*** RECORDS FOR THIS EXERCISE Section Begins ***

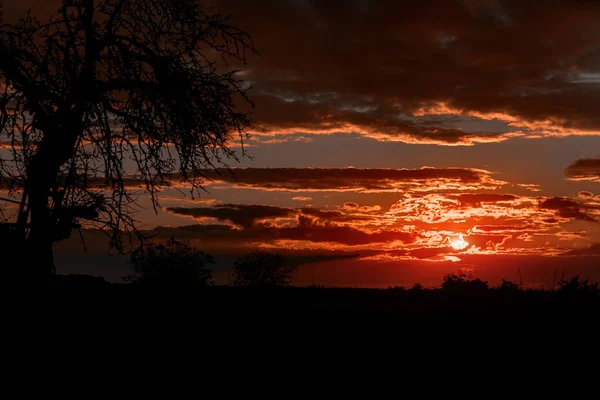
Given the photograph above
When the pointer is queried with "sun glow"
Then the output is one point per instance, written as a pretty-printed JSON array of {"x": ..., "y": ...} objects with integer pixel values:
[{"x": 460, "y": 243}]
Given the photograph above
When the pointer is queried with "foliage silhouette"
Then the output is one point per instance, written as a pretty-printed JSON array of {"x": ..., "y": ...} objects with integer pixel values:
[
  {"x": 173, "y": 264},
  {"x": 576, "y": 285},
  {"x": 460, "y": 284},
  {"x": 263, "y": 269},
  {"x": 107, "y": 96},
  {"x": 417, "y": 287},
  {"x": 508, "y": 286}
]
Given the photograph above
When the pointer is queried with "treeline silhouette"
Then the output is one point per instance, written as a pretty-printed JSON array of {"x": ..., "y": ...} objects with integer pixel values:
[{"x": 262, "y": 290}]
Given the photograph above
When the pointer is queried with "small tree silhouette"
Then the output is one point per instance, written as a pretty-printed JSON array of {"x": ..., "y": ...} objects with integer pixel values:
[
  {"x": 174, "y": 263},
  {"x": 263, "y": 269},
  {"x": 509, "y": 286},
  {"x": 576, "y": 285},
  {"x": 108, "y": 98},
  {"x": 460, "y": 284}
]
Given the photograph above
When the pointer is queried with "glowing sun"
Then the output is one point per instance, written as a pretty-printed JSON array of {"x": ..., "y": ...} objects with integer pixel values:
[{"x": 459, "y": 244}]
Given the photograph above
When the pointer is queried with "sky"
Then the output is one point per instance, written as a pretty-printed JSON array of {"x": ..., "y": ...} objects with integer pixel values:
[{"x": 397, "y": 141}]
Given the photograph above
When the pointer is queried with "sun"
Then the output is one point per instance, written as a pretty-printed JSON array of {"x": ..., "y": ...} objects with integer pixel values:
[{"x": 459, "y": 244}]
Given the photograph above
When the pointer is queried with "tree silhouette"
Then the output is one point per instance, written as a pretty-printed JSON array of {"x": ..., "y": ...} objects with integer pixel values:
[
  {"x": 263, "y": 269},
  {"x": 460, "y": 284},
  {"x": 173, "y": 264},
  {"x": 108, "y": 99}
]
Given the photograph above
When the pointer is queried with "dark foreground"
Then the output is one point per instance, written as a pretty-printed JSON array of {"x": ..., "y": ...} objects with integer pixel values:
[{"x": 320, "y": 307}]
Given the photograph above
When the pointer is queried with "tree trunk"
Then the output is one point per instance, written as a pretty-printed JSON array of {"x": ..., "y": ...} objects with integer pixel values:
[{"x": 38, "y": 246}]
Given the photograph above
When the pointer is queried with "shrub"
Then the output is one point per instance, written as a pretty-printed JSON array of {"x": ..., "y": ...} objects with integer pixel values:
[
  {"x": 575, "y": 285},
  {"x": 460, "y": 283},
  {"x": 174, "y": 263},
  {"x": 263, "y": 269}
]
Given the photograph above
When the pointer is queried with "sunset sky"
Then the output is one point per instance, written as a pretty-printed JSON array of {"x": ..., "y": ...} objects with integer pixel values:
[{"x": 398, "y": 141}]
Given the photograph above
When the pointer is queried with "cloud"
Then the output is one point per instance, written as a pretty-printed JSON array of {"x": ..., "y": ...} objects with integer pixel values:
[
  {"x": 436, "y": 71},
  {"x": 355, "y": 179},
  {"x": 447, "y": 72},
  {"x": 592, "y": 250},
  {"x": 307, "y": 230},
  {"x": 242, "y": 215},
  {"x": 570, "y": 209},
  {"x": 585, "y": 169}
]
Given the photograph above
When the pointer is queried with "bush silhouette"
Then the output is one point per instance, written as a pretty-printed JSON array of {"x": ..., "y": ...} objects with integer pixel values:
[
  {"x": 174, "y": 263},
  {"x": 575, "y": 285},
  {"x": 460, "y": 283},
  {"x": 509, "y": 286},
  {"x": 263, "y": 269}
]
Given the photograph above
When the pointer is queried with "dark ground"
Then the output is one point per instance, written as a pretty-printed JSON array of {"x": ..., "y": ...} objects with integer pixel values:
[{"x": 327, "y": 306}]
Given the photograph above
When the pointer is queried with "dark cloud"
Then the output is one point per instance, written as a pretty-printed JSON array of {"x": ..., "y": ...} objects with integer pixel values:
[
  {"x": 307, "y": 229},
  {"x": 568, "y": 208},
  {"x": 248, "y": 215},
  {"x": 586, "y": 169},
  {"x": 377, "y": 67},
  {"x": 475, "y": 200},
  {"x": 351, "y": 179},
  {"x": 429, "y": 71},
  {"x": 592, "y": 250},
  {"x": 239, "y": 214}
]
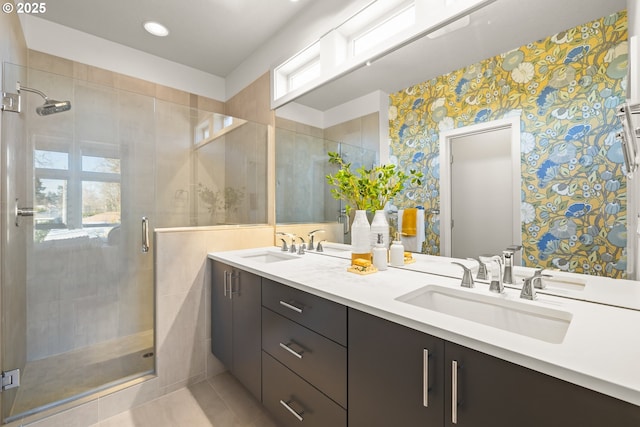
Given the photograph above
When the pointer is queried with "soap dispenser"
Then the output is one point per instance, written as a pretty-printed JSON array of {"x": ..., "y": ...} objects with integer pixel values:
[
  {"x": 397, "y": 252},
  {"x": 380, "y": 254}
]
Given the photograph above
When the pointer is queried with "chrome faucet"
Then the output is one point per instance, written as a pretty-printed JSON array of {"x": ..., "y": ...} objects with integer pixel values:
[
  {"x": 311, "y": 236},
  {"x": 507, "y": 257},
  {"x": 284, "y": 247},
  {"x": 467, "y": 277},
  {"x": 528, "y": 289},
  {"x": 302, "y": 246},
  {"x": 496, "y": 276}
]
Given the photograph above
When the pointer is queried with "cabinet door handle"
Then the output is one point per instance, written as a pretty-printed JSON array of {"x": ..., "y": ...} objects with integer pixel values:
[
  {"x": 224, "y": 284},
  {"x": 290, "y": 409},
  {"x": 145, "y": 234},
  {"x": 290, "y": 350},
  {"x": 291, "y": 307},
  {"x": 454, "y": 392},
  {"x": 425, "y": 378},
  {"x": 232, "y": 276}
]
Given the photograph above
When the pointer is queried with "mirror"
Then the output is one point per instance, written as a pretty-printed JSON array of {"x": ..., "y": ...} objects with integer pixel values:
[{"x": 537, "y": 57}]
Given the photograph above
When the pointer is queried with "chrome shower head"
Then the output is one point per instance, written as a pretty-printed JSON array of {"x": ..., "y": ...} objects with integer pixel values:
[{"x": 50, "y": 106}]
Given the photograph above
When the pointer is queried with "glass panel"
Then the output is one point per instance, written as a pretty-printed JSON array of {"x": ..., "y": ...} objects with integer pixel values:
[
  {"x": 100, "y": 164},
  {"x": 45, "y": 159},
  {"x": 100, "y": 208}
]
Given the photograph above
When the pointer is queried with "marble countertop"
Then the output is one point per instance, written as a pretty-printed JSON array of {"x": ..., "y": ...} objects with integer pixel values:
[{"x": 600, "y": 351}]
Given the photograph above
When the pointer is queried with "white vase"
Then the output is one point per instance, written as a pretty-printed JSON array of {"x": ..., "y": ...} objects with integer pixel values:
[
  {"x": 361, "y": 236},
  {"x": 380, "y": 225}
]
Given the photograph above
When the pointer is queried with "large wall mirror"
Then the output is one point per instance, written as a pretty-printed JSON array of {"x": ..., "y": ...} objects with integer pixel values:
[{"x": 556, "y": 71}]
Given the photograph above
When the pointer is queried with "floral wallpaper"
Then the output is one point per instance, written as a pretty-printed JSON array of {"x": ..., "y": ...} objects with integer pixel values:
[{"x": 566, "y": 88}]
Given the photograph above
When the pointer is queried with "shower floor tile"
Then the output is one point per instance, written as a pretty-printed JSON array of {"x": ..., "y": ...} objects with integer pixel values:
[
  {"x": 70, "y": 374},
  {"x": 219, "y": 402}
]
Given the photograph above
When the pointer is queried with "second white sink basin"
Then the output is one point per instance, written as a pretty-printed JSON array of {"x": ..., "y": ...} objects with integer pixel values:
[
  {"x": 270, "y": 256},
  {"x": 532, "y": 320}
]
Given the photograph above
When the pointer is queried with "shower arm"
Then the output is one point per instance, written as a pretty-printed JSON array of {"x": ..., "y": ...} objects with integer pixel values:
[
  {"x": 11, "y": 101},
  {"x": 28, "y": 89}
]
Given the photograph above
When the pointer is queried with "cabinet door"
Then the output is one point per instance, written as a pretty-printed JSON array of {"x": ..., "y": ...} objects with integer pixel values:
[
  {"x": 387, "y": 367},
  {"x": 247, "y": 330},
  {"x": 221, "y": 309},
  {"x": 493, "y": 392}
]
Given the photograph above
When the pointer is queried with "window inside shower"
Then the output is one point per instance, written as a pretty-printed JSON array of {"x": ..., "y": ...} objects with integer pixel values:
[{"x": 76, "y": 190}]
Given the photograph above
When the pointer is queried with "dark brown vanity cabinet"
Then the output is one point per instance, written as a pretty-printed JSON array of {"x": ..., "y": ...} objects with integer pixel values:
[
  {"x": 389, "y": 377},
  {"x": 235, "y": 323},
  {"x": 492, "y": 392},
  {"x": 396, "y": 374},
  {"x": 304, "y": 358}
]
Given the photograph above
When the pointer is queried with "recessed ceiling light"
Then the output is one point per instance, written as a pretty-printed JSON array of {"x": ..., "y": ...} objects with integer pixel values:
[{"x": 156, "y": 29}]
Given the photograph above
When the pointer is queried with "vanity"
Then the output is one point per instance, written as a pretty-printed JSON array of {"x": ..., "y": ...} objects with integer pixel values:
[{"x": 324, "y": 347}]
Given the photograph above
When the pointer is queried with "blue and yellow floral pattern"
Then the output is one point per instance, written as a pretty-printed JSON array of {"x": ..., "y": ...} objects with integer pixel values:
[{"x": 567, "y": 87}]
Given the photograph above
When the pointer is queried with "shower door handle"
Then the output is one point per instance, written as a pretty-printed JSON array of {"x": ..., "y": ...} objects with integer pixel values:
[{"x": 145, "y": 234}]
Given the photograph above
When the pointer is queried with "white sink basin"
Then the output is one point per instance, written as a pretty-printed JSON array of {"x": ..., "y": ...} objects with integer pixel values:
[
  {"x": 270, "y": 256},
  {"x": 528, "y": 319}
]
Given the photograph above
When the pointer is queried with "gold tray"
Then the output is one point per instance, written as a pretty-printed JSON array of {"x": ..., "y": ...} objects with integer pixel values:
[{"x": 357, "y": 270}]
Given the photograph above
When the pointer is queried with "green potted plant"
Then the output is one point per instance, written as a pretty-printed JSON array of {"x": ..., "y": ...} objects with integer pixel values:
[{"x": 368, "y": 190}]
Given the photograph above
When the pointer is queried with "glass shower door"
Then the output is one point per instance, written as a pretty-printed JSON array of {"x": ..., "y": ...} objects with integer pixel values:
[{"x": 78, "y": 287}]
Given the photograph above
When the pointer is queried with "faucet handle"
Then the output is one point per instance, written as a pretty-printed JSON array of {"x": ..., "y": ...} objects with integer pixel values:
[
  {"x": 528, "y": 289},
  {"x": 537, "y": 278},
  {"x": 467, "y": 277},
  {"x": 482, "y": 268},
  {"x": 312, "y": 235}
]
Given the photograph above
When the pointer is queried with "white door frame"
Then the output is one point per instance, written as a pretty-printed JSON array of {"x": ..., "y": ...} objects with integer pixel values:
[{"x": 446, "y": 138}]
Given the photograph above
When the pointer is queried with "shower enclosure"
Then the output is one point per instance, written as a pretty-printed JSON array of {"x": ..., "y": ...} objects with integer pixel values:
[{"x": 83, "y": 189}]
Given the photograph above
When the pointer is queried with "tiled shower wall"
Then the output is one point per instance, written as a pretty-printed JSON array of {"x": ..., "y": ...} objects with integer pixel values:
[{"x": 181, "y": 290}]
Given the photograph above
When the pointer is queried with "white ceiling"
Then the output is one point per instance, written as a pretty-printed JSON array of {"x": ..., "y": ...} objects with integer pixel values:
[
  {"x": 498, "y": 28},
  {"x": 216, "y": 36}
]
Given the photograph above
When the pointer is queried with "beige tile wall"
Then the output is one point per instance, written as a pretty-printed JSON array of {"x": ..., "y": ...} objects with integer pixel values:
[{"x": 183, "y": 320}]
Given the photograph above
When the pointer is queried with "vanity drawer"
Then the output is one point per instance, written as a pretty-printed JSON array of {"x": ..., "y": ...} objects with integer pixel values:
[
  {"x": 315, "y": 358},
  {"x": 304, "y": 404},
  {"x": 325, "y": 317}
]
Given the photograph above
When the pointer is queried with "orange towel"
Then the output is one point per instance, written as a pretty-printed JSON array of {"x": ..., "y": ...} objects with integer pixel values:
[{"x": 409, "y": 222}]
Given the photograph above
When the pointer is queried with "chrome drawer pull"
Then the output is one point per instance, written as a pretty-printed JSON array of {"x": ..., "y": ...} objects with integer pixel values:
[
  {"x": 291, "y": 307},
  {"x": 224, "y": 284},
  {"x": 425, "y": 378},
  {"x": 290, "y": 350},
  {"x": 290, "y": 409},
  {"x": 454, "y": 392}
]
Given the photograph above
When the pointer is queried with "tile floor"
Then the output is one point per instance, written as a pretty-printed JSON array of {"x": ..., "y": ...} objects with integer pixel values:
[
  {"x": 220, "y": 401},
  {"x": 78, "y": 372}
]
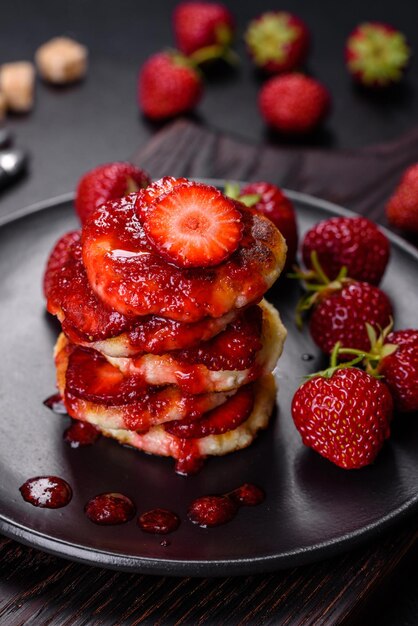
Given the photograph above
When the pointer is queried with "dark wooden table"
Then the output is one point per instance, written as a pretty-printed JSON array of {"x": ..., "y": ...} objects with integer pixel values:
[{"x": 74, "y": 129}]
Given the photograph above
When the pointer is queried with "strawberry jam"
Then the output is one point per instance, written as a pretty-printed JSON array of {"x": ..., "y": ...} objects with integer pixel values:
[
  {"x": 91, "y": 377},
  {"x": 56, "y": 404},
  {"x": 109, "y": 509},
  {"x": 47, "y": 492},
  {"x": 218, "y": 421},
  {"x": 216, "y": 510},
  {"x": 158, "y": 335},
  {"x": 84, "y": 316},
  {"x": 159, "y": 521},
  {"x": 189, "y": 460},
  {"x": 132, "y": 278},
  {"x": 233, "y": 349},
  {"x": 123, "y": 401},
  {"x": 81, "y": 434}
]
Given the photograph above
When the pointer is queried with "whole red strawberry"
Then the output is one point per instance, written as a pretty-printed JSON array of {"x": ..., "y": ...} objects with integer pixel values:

*** RECORDS FOR THIS EXERCISE Section Ends ***

### [WHAT YOU HAVE TO DO]
Gather from the records above every line containing the string "chrome".

### [RESPONSE TO THIS EXERCISE]
When the pointer is queried with "chrome faucet"
When the pointer is queried with "chrome shower head"
When the pointer is queried with "chrome drawer pull"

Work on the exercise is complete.